__Assigned task__:
Below is a listing; restate from it, character for character, the lines beginning at the line holding "black snow pants" and ending at the line holding "of the hood", both included.

· · · · ·

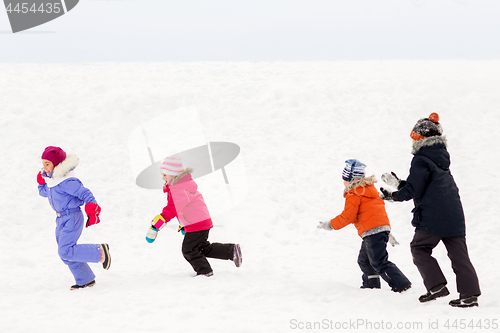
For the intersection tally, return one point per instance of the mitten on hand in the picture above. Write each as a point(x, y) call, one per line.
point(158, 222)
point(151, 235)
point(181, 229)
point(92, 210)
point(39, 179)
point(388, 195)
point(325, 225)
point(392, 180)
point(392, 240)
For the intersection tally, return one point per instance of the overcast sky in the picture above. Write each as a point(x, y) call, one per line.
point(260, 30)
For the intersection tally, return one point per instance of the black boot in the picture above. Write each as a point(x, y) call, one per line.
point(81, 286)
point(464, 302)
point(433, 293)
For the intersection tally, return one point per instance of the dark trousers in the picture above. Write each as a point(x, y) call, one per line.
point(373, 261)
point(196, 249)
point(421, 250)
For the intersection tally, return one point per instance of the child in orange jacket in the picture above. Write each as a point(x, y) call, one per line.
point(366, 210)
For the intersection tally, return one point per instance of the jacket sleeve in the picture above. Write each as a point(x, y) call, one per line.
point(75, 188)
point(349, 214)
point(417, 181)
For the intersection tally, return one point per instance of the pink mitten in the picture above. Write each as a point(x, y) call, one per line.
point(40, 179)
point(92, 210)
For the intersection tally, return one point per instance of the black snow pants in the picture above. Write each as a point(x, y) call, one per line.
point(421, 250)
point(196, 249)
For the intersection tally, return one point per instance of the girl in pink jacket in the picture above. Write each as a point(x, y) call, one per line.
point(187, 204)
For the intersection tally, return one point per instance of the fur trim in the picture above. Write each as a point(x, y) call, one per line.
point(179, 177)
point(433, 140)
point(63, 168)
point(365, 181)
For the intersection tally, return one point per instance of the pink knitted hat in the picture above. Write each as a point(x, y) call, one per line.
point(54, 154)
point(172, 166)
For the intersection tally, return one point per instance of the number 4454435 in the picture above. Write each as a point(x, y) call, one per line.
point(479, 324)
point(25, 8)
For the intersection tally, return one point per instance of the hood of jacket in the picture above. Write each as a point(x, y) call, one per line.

· · · · ·

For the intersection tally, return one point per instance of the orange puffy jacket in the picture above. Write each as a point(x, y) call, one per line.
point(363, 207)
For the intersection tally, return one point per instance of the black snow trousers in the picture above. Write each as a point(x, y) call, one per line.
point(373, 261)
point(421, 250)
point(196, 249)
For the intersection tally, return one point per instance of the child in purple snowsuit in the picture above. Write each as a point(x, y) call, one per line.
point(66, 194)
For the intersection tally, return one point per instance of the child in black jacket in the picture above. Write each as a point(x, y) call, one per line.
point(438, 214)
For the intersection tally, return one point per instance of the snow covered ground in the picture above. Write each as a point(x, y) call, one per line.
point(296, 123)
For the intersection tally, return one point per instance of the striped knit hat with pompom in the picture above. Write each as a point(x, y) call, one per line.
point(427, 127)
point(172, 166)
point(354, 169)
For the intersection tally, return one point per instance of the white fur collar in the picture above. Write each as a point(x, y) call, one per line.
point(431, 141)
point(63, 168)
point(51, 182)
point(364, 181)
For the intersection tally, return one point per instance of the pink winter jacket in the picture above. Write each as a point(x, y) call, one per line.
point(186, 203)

· · · · ·

__Solved problem__:
For the intersection tally, return one point per instance of the black snow pants in the picture above. Write each as a point(x, y) call, one per line.
point(421, 250)
point(196, 249)
For the intersection tally, return one point per instance of the girl in pink jacket in the picture above. Write each as a point(x, y) call, one per line.
point(187, 204)
For the intersection tally, return one point per instance of the fur trim in the picture above. Write each as a point(x, y) call, one per line.
point(179, 177)
point(433, 140)
point(63, 168)
point(365, 181)
For the intersection tally, return one point per instance of the pink knitted hat in the picture above. Write each as a point(x, y) call, one per line.
point(54, 154)
point(172, 166)
For the intersection tally, return one point per instance of the number 4454435 in the picture above. Write each as a point(x, y) call, one per line.
point(479, 324)
point(25, 8)
For the intersection tally, return one point per instance of the hood of jacket in the picture above. Write each as a point(x, y) call, one per line.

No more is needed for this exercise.